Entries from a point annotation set
####
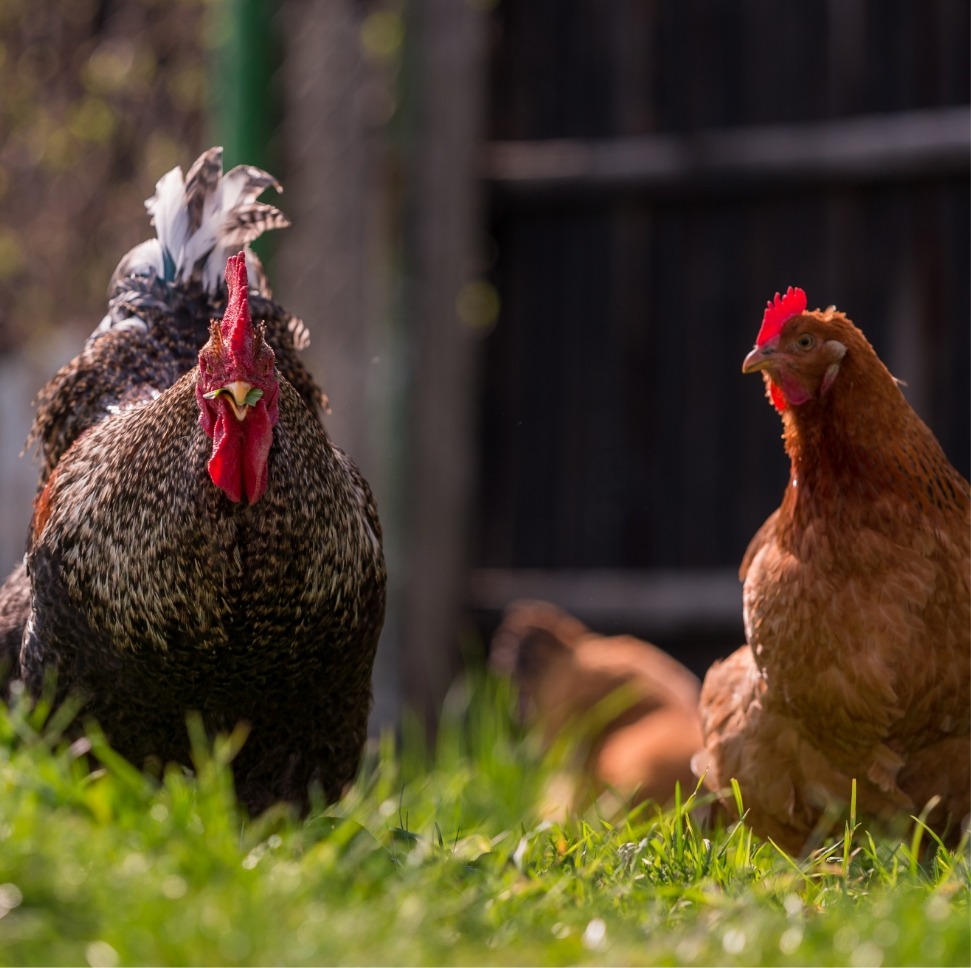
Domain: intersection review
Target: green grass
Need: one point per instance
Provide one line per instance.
(431, 859)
####
Given request -> Set down every line of the records above word for word, leaving out the pictures.

Solution for this problem ->
Domain: intersection review
Target: green grass
Need: one point per instance
Provide one line per instance.
(431, 859)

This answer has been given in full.